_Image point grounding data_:
::::
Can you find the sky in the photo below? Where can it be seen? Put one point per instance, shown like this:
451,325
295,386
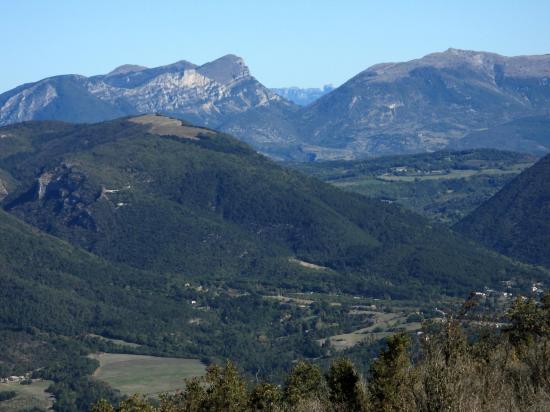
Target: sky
285,43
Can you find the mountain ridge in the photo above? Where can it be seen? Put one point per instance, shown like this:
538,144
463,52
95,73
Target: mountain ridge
425,104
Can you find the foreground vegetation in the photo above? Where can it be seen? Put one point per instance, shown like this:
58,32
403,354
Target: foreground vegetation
444,186
449,367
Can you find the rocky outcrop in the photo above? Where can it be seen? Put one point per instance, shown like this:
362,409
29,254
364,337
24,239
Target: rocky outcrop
221,94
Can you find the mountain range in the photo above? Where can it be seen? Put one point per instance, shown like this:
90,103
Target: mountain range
182,240
303,97
157,194
422,105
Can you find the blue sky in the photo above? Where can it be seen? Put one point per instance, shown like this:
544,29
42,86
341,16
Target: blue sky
285,43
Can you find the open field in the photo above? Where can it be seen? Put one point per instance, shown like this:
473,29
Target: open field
28,396
453,174
383,326
117,342
145,375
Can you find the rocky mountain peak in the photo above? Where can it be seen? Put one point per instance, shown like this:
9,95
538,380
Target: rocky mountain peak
126,68
225,69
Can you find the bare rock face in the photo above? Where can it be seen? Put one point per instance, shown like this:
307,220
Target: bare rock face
63,191
218,94
421,105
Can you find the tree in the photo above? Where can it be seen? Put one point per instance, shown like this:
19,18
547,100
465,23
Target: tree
265,397
305,382
389,385
345,387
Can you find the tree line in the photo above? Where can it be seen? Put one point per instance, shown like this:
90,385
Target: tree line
453,368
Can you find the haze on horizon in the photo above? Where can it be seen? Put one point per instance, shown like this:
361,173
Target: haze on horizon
285,44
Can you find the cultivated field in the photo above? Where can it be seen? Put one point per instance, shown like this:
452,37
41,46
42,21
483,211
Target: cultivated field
145,375
28,396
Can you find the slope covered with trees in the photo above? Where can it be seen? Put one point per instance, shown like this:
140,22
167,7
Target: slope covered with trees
516,221
192,201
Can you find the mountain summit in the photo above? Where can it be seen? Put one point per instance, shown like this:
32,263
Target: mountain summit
219,94
427,103
421,105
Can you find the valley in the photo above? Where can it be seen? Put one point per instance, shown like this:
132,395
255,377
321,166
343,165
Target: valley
186,237
443,186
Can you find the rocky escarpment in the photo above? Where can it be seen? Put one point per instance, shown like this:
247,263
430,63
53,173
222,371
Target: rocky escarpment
221,94
63,191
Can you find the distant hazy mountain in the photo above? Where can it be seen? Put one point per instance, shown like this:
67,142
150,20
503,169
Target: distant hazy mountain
528,135
300,96
391,108
221,94
516,221
425,104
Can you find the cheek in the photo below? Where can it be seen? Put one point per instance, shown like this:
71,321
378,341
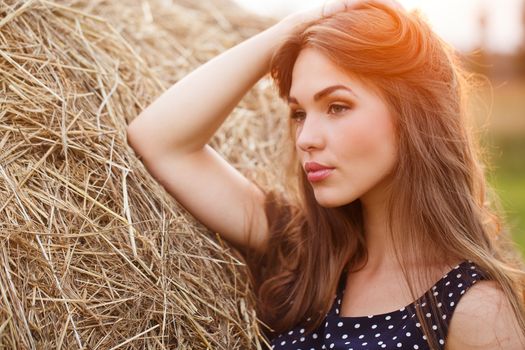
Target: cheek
368,138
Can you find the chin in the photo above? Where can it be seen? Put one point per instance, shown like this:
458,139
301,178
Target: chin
333,201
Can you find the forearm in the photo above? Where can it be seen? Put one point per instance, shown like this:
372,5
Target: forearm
185,117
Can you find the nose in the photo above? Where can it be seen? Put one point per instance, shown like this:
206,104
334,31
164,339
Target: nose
310,134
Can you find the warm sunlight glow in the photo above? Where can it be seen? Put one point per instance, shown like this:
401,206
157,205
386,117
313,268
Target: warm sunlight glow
458,21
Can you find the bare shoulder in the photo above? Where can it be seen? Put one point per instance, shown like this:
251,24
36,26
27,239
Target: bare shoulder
484,319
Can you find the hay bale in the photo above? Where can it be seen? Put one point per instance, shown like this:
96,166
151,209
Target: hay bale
94,253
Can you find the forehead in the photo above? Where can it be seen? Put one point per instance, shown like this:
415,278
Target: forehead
314,71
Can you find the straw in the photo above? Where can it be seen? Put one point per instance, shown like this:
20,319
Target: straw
95,254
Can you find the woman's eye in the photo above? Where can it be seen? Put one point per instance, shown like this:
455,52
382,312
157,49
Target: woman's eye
297,115
337,108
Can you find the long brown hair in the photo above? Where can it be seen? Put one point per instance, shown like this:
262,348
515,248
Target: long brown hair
439,173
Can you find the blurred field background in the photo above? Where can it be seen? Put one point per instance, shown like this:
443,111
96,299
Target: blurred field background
491,36
503,130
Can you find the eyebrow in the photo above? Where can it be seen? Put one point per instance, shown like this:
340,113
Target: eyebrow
326,91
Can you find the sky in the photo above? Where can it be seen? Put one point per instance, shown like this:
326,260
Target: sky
457,21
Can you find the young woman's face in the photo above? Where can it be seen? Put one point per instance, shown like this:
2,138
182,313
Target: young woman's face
342,124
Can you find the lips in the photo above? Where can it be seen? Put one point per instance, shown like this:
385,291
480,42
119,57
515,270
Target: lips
317,172
313,166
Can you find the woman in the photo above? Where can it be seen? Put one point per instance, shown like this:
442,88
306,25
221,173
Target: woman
392,234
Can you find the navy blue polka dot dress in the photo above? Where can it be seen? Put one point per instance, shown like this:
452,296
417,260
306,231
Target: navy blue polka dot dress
398,329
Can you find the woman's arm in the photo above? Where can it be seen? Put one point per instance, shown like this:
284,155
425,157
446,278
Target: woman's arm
484,320
171,137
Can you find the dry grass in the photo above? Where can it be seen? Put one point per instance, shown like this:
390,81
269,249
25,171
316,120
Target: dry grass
94,253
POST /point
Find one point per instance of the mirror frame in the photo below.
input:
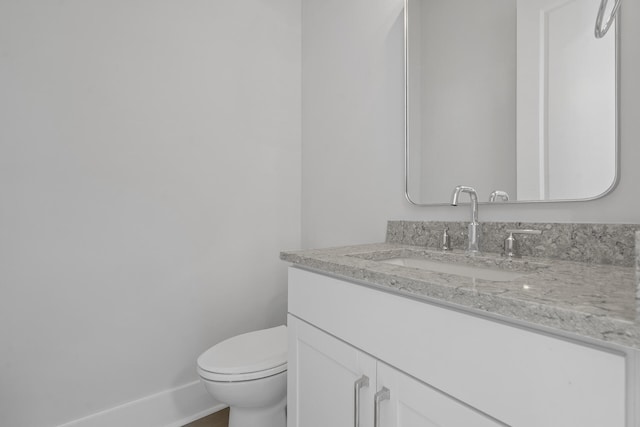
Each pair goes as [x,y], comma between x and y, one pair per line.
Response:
[616,178]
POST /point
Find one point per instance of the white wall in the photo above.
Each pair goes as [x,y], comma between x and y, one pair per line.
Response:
[149,176]
[352,115]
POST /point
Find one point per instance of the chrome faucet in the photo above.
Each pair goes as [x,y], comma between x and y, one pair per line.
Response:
[473,225]
[499,194]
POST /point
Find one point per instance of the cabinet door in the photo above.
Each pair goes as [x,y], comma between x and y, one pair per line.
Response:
[413,403]
[323,375]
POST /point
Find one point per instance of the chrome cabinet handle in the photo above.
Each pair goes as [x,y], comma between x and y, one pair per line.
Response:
[383,394]
[361,382]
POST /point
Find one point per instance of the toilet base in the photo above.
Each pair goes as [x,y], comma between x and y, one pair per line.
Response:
[273,416]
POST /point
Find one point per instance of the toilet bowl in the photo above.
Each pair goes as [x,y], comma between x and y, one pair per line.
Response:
[248,372]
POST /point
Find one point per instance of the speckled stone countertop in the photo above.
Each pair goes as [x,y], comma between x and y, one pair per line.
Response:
[584,298]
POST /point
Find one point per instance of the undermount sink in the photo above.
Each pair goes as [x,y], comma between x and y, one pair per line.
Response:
[485,266]
[483,273]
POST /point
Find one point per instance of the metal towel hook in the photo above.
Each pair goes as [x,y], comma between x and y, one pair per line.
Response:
[600,30]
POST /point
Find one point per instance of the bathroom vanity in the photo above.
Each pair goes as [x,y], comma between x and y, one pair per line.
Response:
[373,343]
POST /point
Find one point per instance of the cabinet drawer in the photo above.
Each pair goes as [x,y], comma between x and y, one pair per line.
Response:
[519,376]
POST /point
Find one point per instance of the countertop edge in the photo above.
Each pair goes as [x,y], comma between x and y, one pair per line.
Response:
[601,328]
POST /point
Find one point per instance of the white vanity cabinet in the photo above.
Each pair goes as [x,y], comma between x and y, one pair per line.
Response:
[442,366]
[334,385]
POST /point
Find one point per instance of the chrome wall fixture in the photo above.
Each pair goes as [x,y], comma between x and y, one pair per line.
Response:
[600,30]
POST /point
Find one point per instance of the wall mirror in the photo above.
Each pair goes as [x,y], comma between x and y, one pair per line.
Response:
[513,97]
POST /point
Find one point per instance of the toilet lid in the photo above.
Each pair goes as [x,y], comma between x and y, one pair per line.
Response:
[250,353]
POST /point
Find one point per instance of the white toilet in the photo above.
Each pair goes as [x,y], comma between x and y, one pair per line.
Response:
[248,372]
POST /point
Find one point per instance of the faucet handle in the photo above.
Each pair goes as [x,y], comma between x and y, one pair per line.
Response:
[511,245]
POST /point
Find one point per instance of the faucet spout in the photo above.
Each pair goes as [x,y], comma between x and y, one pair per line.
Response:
[473,225]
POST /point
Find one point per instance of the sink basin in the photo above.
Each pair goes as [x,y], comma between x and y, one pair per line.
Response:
[483,273]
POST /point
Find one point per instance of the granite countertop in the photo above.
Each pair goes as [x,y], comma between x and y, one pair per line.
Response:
[592,300]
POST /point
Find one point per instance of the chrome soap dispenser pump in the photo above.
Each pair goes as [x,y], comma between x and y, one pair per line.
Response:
[446,240]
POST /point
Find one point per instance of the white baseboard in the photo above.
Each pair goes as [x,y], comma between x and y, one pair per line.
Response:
[170,408]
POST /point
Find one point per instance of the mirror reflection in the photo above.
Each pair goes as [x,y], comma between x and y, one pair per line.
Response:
[516,98]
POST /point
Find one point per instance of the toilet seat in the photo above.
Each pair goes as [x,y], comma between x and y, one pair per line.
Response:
[249,356]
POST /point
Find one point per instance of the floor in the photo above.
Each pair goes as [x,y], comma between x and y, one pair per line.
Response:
[217,419]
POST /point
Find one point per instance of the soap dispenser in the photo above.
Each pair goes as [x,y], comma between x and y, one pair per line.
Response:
[446,240]
[511,246]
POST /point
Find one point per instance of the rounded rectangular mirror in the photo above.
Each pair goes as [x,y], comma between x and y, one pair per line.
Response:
[516,98]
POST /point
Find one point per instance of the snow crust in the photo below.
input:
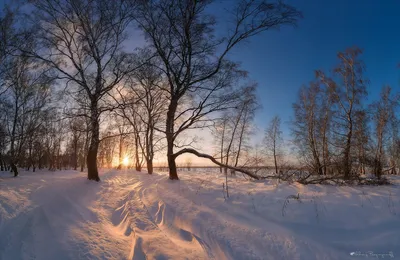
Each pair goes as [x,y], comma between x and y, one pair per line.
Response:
[132,215]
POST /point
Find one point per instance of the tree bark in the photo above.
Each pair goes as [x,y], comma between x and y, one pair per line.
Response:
[91,159]
[149,164]
[202,155]
[173,174]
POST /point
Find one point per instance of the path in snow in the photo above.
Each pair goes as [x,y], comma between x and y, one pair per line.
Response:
[130,215]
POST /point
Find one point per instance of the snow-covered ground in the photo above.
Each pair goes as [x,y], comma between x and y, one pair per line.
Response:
[131,215]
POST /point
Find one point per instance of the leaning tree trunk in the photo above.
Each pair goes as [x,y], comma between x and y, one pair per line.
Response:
[91,159]
[149,164]
[173,174]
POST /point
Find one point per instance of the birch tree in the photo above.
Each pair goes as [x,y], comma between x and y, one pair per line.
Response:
[194,60]
[82,42]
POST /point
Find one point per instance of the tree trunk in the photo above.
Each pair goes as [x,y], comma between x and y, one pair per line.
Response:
[275,162]
[149,164]
[14,169]
[173,174]
[91,159]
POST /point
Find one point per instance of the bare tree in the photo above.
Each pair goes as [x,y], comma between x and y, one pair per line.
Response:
[383,112]
[305,129]
[82,42]
[349,92]
[193,60]
[273,140]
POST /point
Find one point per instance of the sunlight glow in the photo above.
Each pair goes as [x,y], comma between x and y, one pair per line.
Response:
[125,161]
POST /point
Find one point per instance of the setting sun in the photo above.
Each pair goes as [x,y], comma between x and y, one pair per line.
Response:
[125,161]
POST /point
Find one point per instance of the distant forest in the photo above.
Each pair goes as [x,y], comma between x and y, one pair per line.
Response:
[74,94]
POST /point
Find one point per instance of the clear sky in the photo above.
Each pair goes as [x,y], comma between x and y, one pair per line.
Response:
[281,61]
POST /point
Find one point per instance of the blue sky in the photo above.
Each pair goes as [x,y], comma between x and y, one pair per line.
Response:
[281,61]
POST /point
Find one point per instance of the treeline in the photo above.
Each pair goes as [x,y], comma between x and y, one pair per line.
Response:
[74,92]
[336,132]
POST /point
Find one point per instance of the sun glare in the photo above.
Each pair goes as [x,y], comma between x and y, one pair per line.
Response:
[125,161]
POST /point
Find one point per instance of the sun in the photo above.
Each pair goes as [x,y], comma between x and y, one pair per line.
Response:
[125,161]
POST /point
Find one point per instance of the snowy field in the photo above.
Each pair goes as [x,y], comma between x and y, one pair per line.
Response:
[131,215]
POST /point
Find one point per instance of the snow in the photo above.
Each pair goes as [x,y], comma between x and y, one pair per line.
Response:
[132,215]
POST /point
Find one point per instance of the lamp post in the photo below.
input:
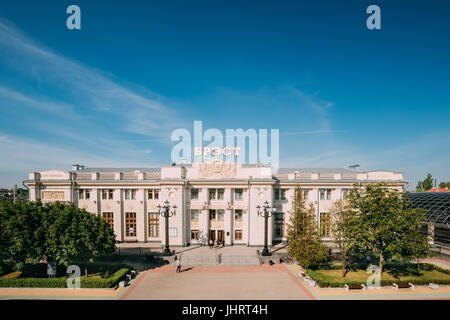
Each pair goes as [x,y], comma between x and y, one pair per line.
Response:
[167,211]
[265,211]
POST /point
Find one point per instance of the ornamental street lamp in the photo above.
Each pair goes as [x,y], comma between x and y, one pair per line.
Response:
[265,211]
[167,211]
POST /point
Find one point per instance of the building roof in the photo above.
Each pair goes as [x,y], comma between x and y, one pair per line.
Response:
[316,170]
[119,170]
[439,190]
[435,204]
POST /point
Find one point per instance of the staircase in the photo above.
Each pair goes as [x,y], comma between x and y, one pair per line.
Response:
[219,260]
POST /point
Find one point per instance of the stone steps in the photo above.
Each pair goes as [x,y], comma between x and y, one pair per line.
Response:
[219,260]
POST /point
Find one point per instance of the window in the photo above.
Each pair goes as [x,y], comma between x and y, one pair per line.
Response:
[130,194]
[238,194]
[325,194]
[84,194]
[324,224]
[212,194]
[153,224]
[345,193]
[194,214]
[194,194]
[107,194]
[109,218]
[280,194]
[305,194]
[194,234]
[153,194]
[279,224]
[130,222]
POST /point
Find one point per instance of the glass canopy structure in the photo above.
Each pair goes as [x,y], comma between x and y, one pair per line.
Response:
[436,205]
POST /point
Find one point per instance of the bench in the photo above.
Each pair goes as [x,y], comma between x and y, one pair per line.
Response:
[354,287]
[403,286]
[433,286]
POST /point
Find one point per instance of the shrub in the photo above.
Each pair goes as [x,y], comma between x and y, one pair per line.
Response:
[62,281]
[324,282]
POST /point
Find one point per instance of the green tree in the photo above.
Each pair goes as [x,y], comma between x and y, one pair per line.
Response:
[73,234]
[444,185]
[302,233]
[426,184]
[384,224]
[341,232]
[21,232]
[61,232]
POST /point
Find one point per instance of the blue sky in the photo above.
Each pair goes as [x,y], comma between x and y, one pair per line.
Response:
[111,93]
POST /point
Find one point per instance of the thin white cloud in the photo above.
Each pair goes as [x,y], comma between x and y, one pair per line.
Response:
[140,112]
[20,156]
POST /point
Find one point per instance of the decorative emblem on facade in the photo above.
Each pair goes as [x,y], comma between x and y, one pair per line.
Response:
[217,169]
[52,195]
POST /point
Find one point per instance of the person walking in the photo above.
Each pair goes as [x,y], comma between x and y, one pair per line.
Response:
[178,263]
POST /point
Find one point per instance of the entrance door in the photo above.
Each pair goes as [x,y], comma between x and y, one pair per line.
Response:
[212,235]
[221,236]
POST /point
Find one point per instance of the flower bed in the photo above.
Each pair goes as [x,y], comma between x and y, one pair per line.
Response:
[331,276]
[94,281]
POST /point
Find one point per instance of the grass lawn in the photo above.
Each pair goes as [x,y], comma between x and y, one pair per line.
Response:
[103,275]
[361,276]
[333,277]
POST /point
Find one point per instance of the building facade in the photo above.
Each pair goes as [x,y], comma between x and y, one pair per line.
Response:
[216,200]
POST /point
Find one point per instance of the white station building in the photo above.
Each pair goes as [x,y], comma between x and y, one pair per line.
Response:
[215,200]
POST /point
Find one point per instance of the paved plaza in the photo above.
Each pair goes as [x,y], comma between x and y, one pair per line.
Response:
[217,283]
[276,282]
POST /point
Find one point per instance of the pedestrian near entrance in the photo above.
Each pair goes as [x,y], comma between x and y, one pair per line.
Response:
[178,263]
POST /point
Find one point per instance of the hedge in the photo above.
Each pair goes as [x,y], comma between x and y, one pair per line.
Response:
[62,282]
[341,282]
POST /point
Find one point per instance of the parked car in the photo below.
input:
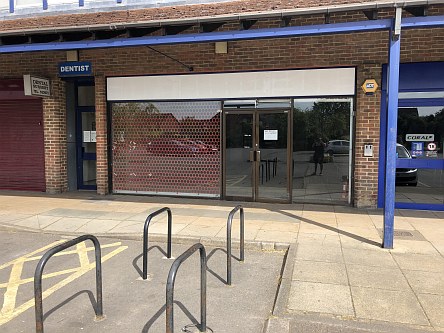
::::
_YOUR INSTRUCTIONS_:
Go through the entries and copy each line holding the string "building".

_OUTPUT FOR THIS EXERCISE_:
Find one point per instance of the building roof in the photo above.
Find one point per instance of the building facade in the photo above.
Find one point per instance of the white station building in the photo above.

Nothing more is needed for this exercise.